● **Exercise requirements**
Those lines of the data that hold the word "below" are to be copied out.

● **Information given**
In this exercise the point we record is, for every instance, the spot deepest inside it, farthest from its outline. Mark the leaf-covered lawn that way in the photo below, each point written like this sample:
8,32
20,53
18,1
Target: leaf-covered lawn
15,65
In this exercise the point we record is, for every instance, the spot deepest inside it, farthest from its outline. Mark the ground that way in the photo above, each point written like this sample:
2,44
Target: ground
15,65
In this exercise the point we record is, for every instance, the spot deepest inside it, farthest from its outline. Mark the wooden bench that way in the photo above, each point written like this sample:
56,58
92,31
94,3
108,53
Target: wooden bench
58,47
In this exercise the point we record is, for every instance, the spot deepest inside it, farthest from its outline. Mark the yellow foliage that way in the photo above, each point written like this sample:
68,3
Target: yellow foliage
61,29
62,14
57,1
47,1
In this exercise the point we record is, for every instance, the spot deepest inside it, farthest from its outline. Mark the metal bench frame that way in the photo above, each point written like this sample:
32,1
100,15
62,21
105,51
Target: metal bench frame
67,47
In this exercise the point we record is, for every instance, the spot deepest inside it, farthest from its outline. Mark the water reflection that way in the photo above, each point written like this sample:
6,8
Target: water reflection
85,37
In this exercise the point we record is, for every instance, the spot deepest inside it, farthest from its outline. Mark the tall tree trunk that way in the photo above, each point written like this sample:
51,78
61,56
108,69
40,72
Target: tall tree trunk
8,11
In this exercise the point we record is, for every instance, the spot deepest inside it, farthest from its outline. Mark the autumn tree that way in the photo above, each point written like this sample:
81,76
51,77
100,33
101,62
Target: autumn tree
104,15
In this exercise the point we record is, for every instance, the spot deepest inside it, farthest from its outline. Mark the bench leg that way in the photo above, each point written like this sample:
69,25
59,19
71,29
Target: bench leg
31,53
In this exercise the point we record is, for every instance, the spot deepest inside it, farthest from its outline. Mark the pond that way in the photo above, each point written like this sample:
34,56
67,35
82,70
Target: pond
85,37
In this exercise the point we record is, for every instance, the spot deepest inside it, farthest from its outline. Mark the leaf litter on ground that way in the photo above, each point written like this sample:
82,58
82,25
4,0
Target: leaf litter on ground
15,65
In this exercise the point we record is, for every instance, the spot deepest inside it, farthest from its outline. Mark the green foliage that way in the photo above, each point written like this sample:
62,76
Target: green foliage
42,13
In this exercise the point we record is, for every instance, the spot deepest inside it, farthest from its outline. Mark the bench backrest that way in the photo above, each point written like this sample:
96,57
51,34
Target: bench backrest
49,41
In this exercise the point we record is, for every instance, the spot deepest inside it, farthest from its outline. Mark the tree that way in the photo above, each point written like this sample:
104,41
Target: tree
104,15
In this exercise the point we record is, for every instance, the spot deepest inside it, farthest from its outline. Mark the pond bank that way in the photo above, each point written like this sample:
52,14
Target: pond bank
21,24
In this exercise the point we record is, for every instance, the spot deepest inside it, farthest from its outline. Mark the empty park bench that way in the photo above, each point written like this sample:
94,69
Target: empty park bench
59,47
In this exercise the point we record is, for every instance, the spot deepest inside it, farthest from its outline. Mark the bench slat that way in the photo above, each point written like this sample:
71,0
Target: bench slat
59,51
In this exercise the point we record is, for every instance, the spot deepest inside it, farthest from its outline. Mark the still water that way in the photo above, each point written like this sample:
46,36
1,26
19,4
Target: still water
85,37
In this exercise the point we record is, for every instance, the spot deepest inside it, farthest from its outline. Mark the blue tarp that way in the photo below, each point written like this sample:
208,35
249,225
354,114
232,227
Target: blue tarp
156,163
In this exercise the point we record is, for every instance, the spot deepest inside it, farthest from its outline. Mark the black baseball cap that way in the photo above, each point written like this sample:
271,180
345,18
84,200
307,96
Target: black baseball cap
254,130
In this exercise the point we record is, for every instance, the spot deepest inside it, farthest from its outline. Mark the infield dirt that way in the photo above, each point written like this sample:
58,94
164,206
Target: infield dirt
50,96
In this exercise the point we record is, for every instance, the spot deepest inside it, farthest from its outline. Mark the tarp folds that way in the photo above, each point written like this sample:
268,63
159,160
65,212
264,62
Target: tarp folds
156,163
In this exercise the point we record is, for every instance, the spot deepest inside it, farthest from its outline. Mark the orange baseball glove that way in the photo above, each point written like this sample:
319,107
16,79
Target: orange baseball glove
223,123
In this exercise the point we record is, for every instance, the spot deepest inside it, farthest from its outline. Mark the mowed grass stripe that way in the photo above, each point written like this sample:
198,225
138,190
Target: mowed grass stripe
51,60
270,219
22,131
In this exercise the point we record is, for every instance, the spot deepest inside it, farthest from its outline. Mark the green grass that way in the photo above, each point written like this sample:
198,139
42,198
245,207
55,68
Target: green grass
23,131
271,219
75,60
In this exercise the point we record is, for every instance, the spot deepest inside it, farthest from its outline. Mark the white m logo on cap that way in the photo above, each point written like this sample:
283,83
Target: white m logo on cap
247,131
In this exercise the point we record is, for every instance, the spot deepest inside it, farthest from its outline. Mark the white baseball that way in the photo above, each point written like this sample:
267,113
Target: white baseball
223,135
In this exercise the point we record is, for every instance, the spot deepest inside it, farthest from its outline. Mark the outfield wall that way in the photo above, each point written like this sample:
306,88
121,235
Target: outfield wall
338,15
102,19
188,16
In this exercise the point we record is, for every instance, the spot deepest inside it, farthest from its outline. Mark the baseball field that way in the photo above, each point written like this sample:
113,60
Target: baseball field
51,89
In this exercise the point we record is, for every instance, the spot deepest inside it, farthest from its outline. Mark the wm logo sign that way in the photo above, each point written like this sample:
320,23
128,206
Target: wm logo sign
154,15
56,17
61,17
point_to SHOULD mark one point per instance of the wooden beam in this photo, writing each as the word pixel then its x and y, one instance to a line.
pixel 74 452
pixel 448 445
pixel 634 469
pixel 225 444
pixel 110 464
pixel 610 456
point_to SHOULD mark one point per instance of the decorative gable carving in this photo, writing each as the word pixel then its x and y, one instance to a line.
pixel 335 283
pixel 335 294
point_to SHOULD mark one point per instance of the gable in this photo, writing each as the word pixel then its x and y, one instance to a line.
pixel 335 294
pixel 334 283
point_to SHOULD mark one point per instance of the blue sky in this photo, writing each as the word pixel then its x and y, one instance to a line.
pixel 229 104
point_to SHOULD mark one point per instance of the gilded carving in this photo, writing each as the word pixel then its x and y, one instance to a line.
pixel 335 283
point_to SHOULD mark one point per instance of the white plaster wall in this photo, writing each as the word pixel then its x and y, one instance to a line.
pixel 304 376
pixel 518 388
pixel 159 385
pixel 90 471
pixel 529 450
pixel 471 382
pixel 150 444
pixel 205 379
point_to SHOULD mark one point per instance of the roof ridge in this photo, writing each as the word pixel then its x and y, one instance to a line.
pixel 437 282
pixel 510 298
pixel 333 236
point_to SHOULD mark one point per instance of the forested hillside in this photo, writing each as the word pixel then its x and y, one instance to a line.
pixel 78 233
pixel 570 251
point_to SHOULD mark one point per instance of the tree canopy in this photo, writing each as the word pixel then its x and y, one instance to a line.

● **Exercise output**
In this exercise the point we record is, for every instance, the spot deepest inside it, farthest from its outline. Mark the leaf-covered lawn that way in the photo below, each point written like this sample:
In this exercise the point we record is, for every instance, the spot deepest inside it, farthest from its outline. Mark the blue tarp that way in the photo below, each point written like this sample:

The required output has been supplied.